§ EXERCISE BRIEF: The whole set of entries is to be restated word for word.

§ MATERIAL FOR THIS EXERCISE:
▬▬▬

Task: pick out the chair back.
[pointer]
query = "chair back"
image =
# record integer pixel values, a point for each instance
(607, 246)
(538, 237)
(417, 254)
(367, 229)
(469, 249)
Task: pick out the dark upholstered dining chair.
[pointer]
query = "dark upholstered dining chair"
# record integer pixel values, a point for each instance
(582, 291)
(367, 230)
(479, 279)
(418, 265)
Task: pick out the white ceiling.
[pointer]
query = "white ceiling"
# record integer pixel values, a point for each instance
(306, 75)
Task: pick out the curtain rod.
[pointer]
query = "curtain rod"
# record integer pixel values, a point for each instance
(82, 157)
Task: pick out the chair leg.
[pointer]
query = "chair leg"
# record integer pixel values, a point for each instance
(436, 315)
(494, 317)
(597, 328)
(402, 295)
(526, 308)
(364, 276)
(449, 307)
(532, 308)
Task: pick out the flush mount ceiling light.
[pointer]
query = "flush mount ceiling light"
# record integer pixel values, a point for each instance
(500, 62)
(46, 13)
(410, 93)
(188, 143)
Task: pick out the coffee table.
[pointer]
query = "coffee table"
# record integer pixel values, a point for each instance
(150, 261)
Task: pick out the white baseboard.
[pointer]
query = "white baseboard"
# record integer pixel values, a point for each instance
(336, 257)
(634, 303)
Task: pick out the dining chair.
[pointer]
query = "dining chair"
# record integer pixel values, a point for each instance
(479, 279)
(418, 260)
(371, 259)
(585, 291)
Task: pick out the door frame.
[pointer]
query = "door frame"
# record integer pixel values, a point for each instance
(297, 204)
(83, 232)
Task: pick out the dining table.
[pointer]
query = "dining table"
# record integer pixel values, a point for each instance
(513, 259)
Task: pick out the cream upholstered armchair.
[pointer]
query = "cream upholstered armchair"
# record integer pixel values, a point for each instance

▬▬▬

§ ANSWER SPACE:
Task: pick out the chair back.
[pointer]
query = "chair back"
image =
# record integer pixel values, a point for each instance
(607, 246)
(538, 237)
(417, 254)
(367, 229)
(469, 249)
Task: pick out the dark upholstered dining chair.
[pointer]
query = "dark upholstered dining chair"
# record integer pixel values, a point for each instance
(582, 291)
(367, 230)
(479, 279)
(418, 265)
Task: pick out the white ceiling.
[pointer]
query = "white ceiling"
# record integer pixel values, a point for each instance
(306, 75)
Task: pick out the curtain rod.
[pointer]
query = "curtain rod"
# record integer pixel values, a point for each instance
(82, 157)
Task: pick out the chair leg.
[pointer]
query = "chair leg"
# record integer pixel values, a point for each instance
(436, 315)
(494, 317)
(597, 328)
(402, 295)
(526, 308)
(364, 276)
(449, 307)
(532, 308)
Task: pick out the flush mount ceiling light.
[pointer]
query = "flush mount ceiling light"
# record integer pixel values, a point for each instance
(500, 62)
(46, 13)
(410, 93)
(188, 143)
Task: pick out the coffee table.
[pointer]
query = "coffee table"
# record integer pixel values, a point for each instance
(150, 261)
Task: pick out the white baseboard.
[pointer]
query = "white baseboard"
# record integer pixel values, a point for each instance
(336, 257)
(634, 303)
Task: pick out the dining chair.
[pointer]
query = "dining chair"
# record integer pixel values, a point for each instance
(479, 279)
(418, 260)
(371, 259)
(585, 291)
Task: pick out the door frame.
[pointer]
query = "door frame"
# record integer pixel values, a point for each instance
(297, 204)
(83, 232)
Task: pick out the dining table.
[pointer]
query = "dining table"
# record integer pixel values, a point for each instance
(513, 259)
Task: pick out the cream upholstered armchair.
[pointer]
query = "cream upholstered armchair"
# record integer pixel values, a point for each instance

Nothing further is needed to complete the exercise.